### Stated task 1
Reproduce the stretch from "Card from King Charles as" through "in good health." in the article about Shirley Brangman turning 100, word for word.

Card from King Charles as Shirley turns 100
Shirley Brangman says it is a beautiful thing to turn 100, especially when you feel as good as she does.
She celebrated a century of living on February 1 and, other than being wheelchair-bound, is in good health.
“I have been thoroughly blessed by living this long, and feeling the way I do,” she said. “I really do feel good.”
Family and friends joined her at the Sylvia Richardson Care Facility in St George’s on her big day. Many people brought gifts in purple, her favourite colour. One person even brought violet candies.
Her daughter, Belinda Tartaglia, surprised her with a birthday card signed by King Charles and Camilla, the Queen Consort.
People who turn 100 in England are automatically entitled to a birthday card from King Charles, but British subjects overseas must apply for it exactly five weeks before the birthday.
Government House put Ms Tartaglia in touch with Buckingham Palace and she was able to submit her request.

### Supplied entries
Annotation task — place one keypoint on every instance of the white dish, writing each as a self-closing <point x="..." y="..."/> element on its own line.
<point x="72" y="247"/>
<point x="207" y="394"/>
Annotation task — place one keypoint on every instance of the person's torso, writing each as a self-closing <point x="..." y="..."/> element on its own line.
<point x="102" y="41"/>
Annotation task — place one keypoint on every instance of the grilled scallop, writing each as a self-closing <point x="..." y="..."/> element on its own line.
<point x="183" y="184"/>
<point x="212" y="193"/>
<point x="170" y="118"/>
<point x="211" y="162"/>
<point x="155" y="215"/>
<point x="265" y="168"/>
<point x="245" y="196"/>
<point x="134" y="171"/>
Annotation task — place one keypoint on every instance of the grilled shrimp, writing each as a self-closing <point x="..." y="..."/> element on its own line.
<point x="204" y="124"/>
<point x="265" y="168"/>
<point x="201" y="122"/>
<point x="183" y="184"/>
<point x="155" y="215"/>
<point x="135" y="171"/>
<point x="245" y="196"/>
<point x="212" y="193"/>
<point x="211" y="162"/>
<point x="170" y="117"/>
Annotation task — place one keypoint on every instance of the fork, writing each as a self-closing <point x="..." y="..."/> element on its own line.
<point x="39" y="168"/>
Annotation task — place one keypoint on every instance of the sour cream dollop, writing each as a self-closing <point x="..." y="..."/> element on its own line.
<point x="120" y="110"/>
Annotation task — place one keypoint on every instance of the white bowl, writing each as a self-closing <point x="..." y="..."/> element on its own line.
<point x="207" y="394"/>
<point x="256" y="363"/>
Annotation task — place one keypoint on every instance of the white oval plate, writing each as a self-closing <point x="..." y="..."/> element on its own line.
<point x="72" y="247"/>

### Stated task 2
Gather every line of the records above that holds the word "white", and copy each one unchanged.

### Result 1
Card from King Charles as Shirley turns 100
Shirley Brangman says it is a beautiful thing to turn 100, especially when you feel as good as she does.
She celebrated a century of living on February 1 and, other than being wheelchair-bound, is in good health.

### Result 2
Annotation task — place one keypoint on every instance of the white dish, writing each as a self-closing <point x="..." y="..."/> element on its own line.
Annotation task — place one keypoint on every instance of the white bowl, writing each as a self-closing <point x="..." y="..."/> element on its own line.
Annotation task — place one keypoint on every instance of the white oval plate, writing each as a self-closing <point x="..." y="..."/> element on its own line.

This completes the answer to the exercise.